**DOCUMENT TEXT:**

+ + + + + + +

The primary is the first major election to use the newly drawn voter districts for Legislature and congressional offices. Even if election officials adapt without problems and get the right ballots to the right people, they expect to encounter voter confusion.
The elections also hinge on a large number of volunteers, who have been increasingly difficult to recruit. Orth's report to supervisors called early volunteer projections "doubtful" and suggested more paid help would be needed.
Additionally, Orth notes three longtime employees, with more than 60 years combined experience, have recently left her 23-person office and are yet to be replaced. The departures deal a blow to operations, she said, although she hopes to bring the former employees back to help temporarily with the elections.
More voting sites
The money that county supervisors added to the elections budget last year, which increased spending from $2.4 million to $3.6 million, will pay to add polling sites, Orth said.
The number of sites is yet to be determined, but she expects it to be close to the 286 during the last presidential election in 2008.
In November 2010, the number of sites fell to 114.
Voter advocate Kevin Hall, a member of the local chapter of Communities for a New California, said the increase in polling sites comes as good news.
"It was really confusing last time. It was not the way you think elections should be run," he said.
Hall's group accused the county of denying votes to more than 15,000 residents in the November 2010 election, namely to low-income and elderly voters. The group submitted a complaint to the U.S. Department of Justice and says the county remains under investigation for its handling of the election.
Federal authorities won't comment on the matter.
Former elections clerk Salazar, who had long maintained that his office was underfunded, lobbied supervisors for more money after the 2010 election. He eventually succeeded, but tendered his resignation before the next big elections.

+ + + + + + +

**WORK TO COMPLETE:**
1. Rewrite the county elections article from "The number of sites is" up to and including "as good news.", replacing "polling sites" with "voting locations".
2. Answer these questions using the county elections article:
(a) To what amount did county supervisors raise the elections budget last year?
(b) How many voting sites were there in November 2010?
(c) The group accused the county of denying votes to how many residents in the November 2010 election?
3. Based on the county elections article, explain why Orth's report suggested that more paid help would be needed.

**THE DATA:**
+ + + + + + +

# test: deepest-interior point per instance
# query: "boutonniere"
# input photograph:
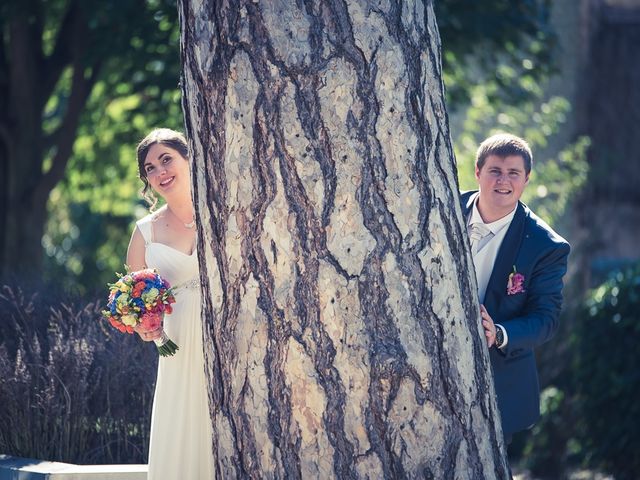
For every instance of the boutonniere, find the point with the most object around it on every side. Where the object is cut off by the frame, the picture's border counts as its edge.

+ + + + + + +

**TASK RESULTS:**
1.
The number of sites is yet to be determined, but she expects it to be close to the 286 during the last presidential election in 2008.
In November 2010, the number of sites fell to 114.
Voter advocate Kevin Hall, a member of the local chapter of Communities for a New California, said the increase in voting locations comes as good news.

2.
(a) $3.6 million, up from $2.4 million.
(b) 114.
(c) More than 15,000.

3. The elections depend on a large number of volunteers, and volunteers have been increasingly difficult to recruit. Orth's report called early volunteer projections "doubtful," so paid help would have to make up the shortfall.